— ACTIVITY —
Write out exactly the lines running from the one with "Could you please tag every instance of the toilet" to the last line of the entries, keeping both the first and the last.
════════
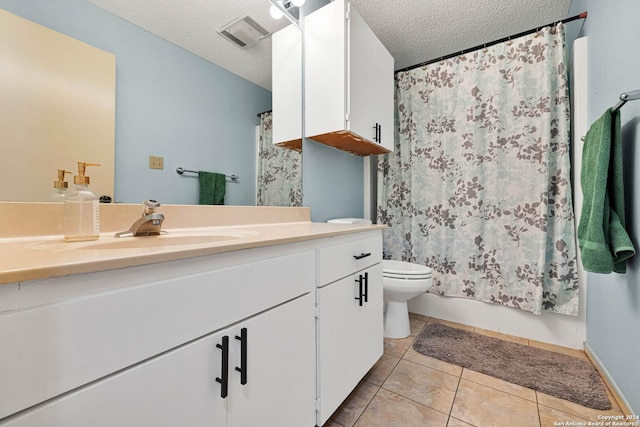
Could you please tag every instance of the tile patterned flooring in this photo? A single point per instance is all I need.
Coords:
(407, 389)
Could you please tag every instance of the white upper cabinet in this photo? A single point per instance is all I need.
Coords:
(348, 82)
(287, 87)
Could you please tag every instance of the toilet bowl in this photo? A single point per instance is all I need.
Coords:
(401, 281)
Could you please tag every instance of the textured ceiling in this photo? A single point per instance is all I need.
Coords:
(412, 30)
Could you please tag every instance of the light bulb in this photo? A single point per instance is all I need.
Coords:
(275, 12)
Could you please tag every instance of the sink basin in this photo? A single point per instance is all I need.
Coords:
(166, 240)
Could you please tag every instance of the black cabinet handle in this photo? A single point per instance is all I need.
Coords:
(378, 135)
(243, 356)
(366, 287)
(360, 293)
(224, 381)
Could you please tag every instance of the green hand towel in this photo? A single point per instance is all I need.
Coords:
(212, 188)
(603, 240)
════════
— RESULT OF THE EXERCISE —
Could you please tag every instance of the toilet bowl in this photo? A single point per instance is all I need.
Coords:
(401, 281)
Could you please tag every instance of the textured ceiling in this photo? A single point per instance is all I need.
Coords:
(412, 30)
Could you please tag every instance of the light bulb in this photo? A single point per instance is all I need.
Coords:
(275, 12)
Could you please tag every instance of the sink basin in this photo? A single point per instance is all I need.
Coords:
(166, 240)
Could you please tag every instance of the black cabinet handle in this photo? A single point per instance is all I need.
Coords:
(378, 135)
(243, 356)
(366, 287)
(360, 293)
(224, 381)
Could you please tag every instance of the green hand towel in this photo? A single point per instance is all I need.
Coords:
(212, 188)
(603, 240)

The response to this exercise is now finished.